» Work to complete: Please return the data word for word, from its very start through the line containing "point(125, 181)", and leave the pictures out of your answer.

* start Listing *

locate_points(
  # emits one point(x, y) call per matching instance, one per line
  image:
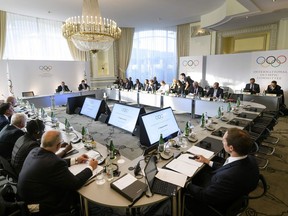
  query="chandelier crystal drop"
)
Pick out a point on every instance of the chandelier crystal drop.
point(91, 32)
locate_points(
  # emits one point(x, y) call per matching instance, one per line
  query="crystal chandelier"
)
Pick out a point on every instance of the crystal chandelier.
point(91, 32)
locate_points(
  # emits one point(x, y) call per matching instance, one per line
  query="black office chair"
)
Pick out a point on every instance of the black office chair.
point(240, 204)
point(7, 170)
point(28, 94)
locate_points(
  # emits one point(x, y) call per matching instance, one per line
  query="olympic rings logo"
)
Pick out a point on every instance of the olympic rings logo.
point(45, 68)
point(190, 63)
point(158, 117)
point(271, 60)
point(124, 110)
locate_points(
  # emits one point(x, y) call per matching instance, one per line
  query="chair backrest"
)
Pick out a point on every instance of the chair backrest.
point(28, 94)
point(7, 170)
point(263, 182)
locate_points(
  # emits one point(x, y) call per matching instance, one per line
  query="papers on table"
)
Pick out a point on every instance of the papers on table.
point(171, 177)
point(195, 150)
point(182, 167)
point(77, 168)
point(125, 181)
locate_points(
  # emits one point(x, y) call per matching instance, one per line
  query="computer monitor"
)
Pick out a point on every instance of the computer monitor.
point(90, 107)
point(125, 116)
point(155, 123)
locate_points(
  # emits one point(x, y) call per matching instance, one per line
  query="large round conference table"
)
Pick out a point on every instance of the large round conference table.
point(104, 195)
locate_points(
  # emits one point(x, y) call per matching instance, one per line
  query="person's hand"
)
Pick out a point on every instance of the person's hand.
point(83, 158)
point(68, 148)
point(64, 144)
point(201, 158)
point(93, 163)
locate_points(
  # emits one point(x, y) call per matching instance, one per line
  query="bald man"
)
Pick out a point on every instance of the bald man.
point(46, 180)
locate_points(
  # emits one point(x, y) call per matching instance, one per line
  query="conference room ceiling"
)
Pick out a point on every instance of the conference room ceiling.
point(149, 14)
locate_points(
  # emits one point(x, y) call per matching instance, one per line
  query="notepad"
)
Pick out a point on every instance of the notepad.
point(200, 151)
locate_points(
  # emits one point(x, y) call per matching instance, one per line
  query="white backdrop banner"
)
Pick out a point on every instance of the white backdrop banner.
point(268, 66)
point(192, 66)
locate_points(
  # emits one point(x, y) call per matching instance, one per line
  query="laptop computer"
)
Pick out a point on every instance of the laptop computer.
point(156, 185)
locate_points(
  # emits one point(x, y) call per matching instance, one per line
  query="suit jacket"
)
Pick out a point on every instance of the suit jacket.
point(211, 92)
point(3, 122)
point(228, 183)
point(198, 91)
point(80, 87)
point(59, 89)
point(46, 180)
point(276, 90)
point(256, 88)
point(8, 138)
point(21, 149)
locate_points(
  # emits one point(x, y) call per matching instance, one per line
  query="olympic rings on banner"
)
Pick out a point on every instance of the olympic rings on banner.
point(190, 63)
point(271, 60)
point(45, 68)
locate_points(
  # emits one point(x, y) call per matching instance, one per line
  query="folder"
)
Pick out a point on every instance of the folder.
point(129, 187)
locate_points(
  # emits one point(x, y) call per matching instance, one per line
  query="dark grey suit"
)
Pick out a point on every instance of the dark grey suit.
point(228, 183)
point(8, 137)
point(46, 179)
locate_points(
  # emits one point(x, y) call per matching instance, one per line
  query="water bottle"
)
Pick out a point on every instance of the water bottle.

* end Listing *

» Solution for this problem:
locate_points(
  # emits one point(x, y) call per matching instance, one per line
  image:
  query="chandelier crystal drop"
)
Pick out a point on every instance of the chandelier crystal drop.
point(91, 32)
locate_points(
  # emits one point(x, y) call per matching instance, one per line
  query="crystal chandelier"
)
Pick out a point on every instance of the crystal chandelier.
point(91, 32)
locate_points(
  # emits one point(x, y) call per matching instance, one per line
  query="black office chair"
)
Pick out a point on every instance of the black office chair.
point(240, 204)
point(7, 170)
point(28, 94)
locate_points(
  # emits one point(x, y) call per matching instance, one per line
  query="olympic rings logo"
)
Pick out a point on every instance of the olympic rings logo.
point(45, 68)
point(190, 63)
point(158, 117)
point(271, 60)
point(124, 110)
locate_points(
  # emits one point(x, y) call per matching instance, one per line
  query="chair backrest"
)
Pick out a point on every instance of the chair backrest.
point(28, 94)
point(7, 170)
point(263, 182)
locate_points(
  # emits one point(x, y) call per matching instance, one per line
  query="papers on table"
)
Pick out a point on every instance of the papers on table.
point(171, 177)
point(195, 150)
point(182, 167)
point(77, 168)
point(125, 181)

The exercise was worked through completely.